Short task A = Copy the stretch of the harvest-or-seed essay from "The Harvest vs." through "define the rules." word for word.
Short task B = Translate the sentence "You’re buying attention rather than competing for it." from the harvest-or-seed essay into Spanish.

Text block =

_ _ _ _ _

To Harvest or Seed the Market

When allocating marketing dollars, we used to ask: Do we double down where consumer spend is high—or seed where it’s low?

That same question applies to startup go-to-market strategies. And it’s one of the most important strategic decisions a founder can make.

The Harvest vs. Seed Dilemma

Crowded markets get a bad rap. Founders often shy away, fearing competition, noise, and saturation. But crowded markets come with hidden advantages: someone else is already paying to educate the customer.

If your product solves a fuzzy or unfamiliar problem, harvesting a crowded market might be a smart move. You piggyback on existing awareness and redirect attention instead of building it from scratch.

On the flip side, if your product solves a clear, urgent pain point, seeding an underdeveloped market can be powerful. You’re buying attention rather than competing for it. You own the narrative, shape the category, and define the rules.

A Heuristic for Founders

Here’s a rough decision framework to help founders think through their launch strategy. If your product:

🔹 Solves a vague or emerging problem, consider harvesting (to ride the awareness wave)

🔸 Solves a clear, painful problem, consider seeding (to own the narrative).

🔹 Requires behavior change, consider harvesting (to borrow trust from incumbents)

🔸 Offers a radically better experience, consider seeding (to build your own category)

This isn’t gospel—but it’s a useful starting point. The goal isn’t to follow a formula. It’s to understand the trade-offs.

What Harvesting Looks Like

Harvesting means entering a market where customers already have some understanding of the problem—but maybe not the best solution. You’re not educating from zero. You’re reframing.

Examples:

  • A new CRM tool entering the sales tech space with a unique UX or pricing model.

  • A wellness brand offering a better version of an already-popular supplement.

Harvesting works when:

  • The market is noisy but not fully satisfied.

  • Your differentiation is clear and compelling.

  • You can wedge into existing buying behavior.

What Seeding Looks Like

Seeding means entering a market where the problem is under-recognized or underserved. You’re not just selling a solution—you’re selling the existence of the problem.

Examples:

  • A startup tackling mental load in remote teams with a novel productivity framework.

  • A fintech product solving a niche but painful cash flow issue for freelancers.

Seeding works when:

  • The pain is real, even if the category isn’t.

  • You can articulate the problem better than anyone else.

_ _ _ _ _

Record list =

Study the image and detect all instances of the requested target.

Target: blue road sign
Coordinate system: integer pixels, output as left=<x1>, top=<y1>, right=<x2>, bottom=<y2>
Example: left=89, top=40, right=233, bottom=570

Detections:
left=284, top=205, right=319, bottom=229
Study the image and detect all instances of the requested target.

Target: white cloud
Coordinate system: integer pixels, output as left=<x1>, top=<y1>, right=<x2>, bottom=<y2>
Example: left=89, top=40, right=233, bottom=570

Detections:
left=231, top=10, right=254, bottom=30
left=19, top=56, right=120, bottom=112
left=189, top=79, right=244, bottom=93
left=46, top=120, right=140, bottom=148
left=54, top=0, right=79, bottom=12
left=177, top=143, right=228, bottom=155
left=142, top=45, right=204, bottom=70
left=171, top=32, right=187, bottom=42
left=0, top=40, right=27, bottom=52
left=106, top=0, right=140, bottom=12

_ _ _ _ _

Exercise result A =
The Harvest vs. Seed Dilemma

Crowded markets get a bad rap. Founders often shy away, fearing competition, noise, and saturation. But crowded markets come with hidden advantages: someone else is already paying to educate the customer.

If your product solves a fuzzy or unfamiliar problem, harvesting a crowded market might be a smart move. You piggyback on existing awareness and redirect attention instead of building it from scratch.

On the flip side, if your product solves a clear, urgent pain point, seeding an underdeveloped market can be powerful. You’re buying attention rather than competing for it. You own the narrative, shape the category, and define the rules.

Exercise result B = Estás comprando atención en lugar de competir por ella.